---------- Selected text ----------

Simple question about vector group YnD11 ?

[rayas91]

Friends,

I have a question about vector group YnD11.

If we assume current flows from primary to secodary, angles will be Y (0°) - D (30°).


But if current flows secondary to primary , which angles will occur ? Y (30°) - D (0°)?

Thanks for your time.

 

[ScottyUK]

Are we talking about Dyn11 or YNd11?

 

[rayas91]

ScottyUK , we re talking about YnD11.

 

[ScottyUK]

OK, but that isn't a recognised transformer designation. If you insist on talking about YnD11 then good luck because it's pretty meaningless.

Upper case letters indicate HV connections, lower case letters indicate LV connections. I can guess that the 'n' is associated with the star winding but I don't know which winding is the HV winding because your designation is incorrect.

 

[rayas91]

I know YnD11 means.and designation is ok.Y is HV side. I know normal conditions about vektor groups and angle differences.But if we assume that we will use D as a primary-as a reference , what would Y angle be?

 

[ScottyUK]

I'm sure you won't mind if I stick to the standard winding designations in IEC 60076-1.

In any '11' configuration the LV winding leads the HV winding by 30°. In a YNd11 transformer the delta winding leads the star winding by 30°, so if you use the delta winding as the reference then the star winding has a 30° lag.

 

[rayas91]

ScottyUK ..I mind your data.and I have many standarts and designations..But pratically when we re injection voltage, values are not as same as your or mine idea.

When we get Delta as reference , Y leads 30 degree.

So if delta winding is 0 degree, Y winding is +30 degree.
This is the problem.

 

[ScottyUK]

I'm not sure where that leaves us. It isn't a YnD11 transformer?

---------- Entries shown ----------

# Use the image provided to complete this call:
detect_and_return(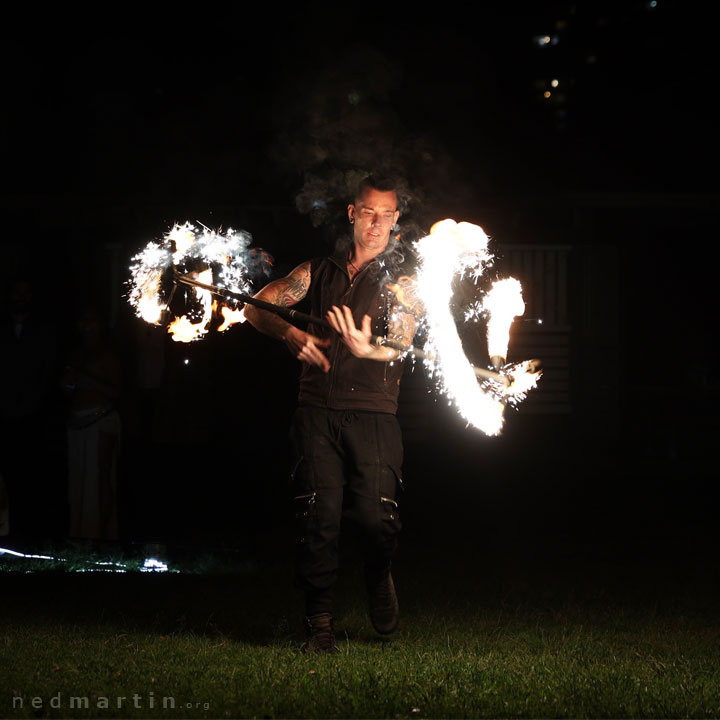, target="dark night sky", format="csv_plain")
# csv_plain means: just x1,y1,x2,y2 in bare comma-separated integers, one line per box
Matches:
3,2,717,211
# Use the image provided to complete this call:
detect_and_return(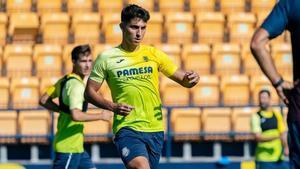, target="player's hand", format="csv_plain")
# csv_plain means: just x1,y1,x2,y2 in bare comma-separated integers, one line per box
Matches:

----------

▸ **Required task**
Extract, word for word, the passage of the YnD11 vector group thread starting at "ScottyUK ..I mind" and ending at "leads 30 degree.". The material plays no part in this.

▸ **Task response**
ScottyUK ..I mind your data.and I have many standarts and designations..But pratically when we re injection voltage, values are not as same as your or mine idea.

When we get Delta as reference , Y leads 30 degree.